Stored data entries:
★ ★ ★ ★ ★
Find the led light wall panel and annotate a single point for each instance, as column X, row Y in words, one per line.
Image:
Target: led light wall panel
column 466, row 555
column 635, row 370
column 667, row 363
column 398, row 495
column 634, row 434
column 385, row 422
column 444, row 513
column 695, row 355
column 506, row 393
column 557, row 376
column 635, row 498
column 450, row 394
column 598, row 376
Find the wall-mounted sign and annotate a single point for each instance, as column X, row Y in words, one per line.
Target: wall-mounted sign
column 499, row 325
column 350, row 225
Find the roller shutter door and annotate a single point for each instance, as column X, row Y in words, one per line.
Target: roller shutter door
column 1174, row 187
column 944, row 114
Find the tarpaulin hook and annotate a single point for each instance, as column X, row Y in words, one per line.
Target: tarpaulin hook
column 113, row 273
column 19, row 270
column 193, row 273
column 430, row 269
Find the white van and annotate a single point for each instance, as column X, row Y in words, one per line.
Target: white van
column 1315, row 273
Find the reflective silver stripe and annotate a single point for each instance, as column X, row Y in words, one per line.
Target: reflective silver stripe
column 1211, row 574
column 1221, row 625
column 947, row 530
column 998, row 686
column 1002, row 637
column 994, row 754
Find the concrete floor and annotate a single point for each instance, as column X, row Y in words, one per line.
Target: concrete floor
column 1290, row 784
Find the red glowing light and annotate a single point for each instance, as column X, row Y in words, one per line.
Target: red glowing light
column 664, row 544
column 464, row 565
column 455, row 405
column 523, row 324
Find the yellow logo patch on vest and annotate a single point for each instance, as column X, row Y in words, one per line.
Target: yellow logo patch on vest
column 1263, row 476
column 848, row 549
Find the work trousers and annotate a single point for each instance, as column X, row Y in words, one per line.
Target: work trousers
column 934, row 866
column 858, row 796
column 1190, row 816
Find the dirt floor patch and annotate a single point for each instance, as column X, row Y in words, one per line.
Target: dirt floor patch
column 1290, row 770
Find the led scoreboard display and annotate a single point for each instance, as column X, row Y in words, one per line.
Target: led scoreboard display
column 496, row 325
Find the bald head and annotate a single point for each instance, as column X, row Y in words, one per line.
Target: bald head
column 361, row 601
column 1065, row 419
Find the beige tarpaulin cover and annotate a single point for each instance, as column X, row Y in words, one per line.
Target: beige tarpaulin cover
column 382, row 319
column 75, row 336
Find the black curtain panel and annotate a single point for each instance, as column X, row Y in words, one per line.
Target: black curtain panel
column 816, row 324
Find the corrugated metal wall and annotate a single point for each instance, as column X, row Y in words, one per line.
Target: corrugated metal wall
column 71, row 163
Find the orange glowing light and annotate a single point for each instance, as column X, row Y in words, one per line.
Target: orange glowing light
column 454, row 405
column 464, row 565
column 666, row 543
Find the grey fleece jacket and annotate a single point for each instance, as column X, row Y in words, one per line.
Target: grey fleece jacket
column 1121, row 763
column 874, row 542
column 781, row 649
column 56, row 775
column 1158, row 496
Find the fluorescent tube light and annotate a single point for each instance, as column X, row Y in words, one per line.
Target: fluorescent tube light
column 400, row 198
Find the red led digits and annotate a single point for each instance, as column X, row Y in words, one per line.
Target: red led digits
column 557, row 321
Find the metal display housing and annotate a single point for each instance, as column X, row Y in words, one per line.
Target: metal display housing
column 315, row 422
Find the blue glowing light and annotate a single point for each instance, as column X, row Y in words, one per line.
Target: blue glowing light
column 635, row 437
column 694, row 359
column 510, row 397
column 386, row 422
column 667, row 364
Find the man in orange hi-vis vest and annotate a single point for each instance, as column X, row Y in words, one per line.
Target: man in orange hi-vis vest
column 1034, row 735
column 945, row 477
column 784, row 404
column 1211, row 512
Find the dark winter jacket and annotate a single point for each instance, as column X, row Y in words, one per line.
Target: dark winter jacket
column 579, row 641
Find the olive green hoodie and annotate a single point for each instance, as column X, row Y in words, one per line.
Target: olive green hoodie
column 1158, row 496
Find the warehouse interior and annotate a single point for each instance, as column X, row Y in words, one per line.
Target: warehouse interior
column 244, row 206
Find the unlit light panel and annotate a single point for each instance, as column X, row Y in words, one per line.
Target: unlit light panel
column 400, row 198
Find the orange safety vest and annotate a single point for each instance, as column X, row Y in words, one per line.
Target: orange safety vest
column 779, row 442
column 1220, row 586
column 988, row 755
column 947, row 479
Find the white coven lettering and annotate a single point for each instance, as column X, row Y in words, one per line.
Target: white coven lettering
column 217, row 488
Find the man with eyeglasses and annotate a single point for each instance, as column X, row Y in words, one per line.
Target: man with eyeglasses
★ ★ ★ ★ ★
▸ **Problem description**
Reproduce all the data word for word.

▸ **Right answer**
Find the led light wall panel and annotate a single point for each instance, as column X, row Y in words, one per line.
Image:
Target: led light wall panel
column 466, row 555
column 635, row 370
column 667, row 363
column 398, row 495
column 634, row 434
column 385, row 422
column 444, row 513
column 695, row 355
column 506, row 393
column 557, row 376
column 635, row 498
column 450, row 394
column 598, row 376
Find the wall-mounted sign and annotate a single point for each instance, as column X, row Y in words, one per line.
Target: wall-mounted sign
column 499, row 325
column 350, row 225
Find the roller shutter door and annotate a single point for each instance, as column X, row Y in words, one per line.
Target: roller shutter door
column 1174, row 187
column 944, row 114
Find the tarpaulin hook and annotate a single point for each instance, as column X, row Y in words, one per line.
Target: tarpaulin hook
column 113, row 273
column 19, row 270
column 193, row 273
column 430, row 269
Find the white van and annotate a single point for each instance, as column X, row Y in words, one per line.
Target: white van
column 1315, row 273
Find the reflective silver stripe and annotate a single point for each instance, as column X, row Y in words, one per line.
Target: reflective silver stripe
column 1211, row 574
column 1221, row 625
column 947, row 530
column 998, row 686
column 1002, row 637
column 994, row 754
Find the concrete floor and annotate a single point for each instance, as column X, row Y in words, one per line.
Target: concrete floor
column 1290, row 784
Find the red glowing light and annotate a single point for each instance, as column X, row Y in words, one per line.
Target: red glowing light
column 664, row 544
column 464, row 565
column 455, row 405
column 523, row 324
Find the yellow logo patch on vest and annotate a single point for each instance, as column X, row Y in words, one per line.
Target: yellow logo patch on vest
column 1263, row 476
column 848, row 549
Find the work trousers and annotate a single point for each instance, as column X, row Y in words, one per line.
Target: work trousers
column 934, row 866
column 858, row 796
column 1190, row 816
Find the dirt floor patch and annotate a single point for each instance, as column X, row Y in words, one per line.
Target: dirt floor patch
column 1290, row 770
Find the led scoreboard display and annotate a single point for each instance, as column X, row Y in words, one per line.
Target: led scoreboard display
column 496, row 325
Find the bald head and annotate a single point for each instance, as column X, row Y in words, one per line.
Target: bald head
column 361, row 601
column 1065, row 419
Find the beige tarpaulin cover and annotate a single point for each instance, as column X, row Y in words, one per line.
Target: beige tarpaulin cover
column 382, row 319
column 75, row 336
Find the black curtain panel and annotate a single point for each instance, as column X, row Y in words, one per line.
Target: black curtain panel
column 816, row 324
Find the corrugated metal wall and annotate a single point for each instance, as column X, row Y in words, one per line.
Target: corrugated metal wall
column 71, row 163
Find the orange glowing light and annotate a single point for each instance, as column X, row Y in words, one per line.
Target: orange glowing light
column 454, row 405
column 464, row 565
column 666, row 543
Find the grey fleece jacket and annotate a single point for each instance, as column X, row Y in words, one per line.
Target: grey fleece jacket
column 1121, row 763
column 874, row 542
column 781, row 649
column 56, row 775
column 1158, row 496
Find the fluorescent tube light and annotate a single point for each instance, as column X, row Y in words, one per line.
Target: fluorescent tube light
column 400, row 198
Find the red led digits and annotate a single point for each instance, as column X, row Y in words, one per line.
Target: red led digits
column 557, row 321
Find the metal display housing and annotate a single point for each instance, as column X, row Y in words, one per line.
Target: metal display housing
column 315, row 422
Find the blue glowing light and annotate a single point for each instance, as column X, row Y in words, one per line.
Target: blue glowing light
column 635, row 437
column 694, row 359
column 510, row 397
column 386, row 422
column 667, row 364
Find the man in orange hi-vis vest and annotate a single point for each instance, as column X, row Y in words, one per line.
Target: man in orange hi-vis vest
column 1034, row 735
column 945, row 477
column 784, row 404
column 1211, row 512
Find the dark winter jacket and annotate a single point for each instance, as column X, row Y in words, one per line.
Target: dark winter jacket
column 579, row 641
Find the olive green hoodie and annotate a single point for each instance, as column X, row Y in words, one per line.
Target: olive green hoodie
column 1158, row 496
Find the warehouse interior and annotate a single point for each instance, as column X, row Y in words, one per line.
Target: warehouse interior
column 244, row 206
Find the unlit light panel and annotate a single point for each instance, as column X, row Y in words, one per line.
Target: unlit light panel
column 400, row 198
Find the orange safety vest and annotate a single point for each instance, as column X, row Y in words, one per line.
Target: orange safety vest
column 779, row 442
column 1220, row 586
column 988, row 755
column 947, row 479
Find the white coven lettering and annotate a single point for each instance, as column X, row Y in words, one per line.
Target: white coven lettering
column 217, row 488
Find the man with eyeglasses and annotate a single point for each instance, as column X, row Y in words, one per line.
Target: man with eyeglasses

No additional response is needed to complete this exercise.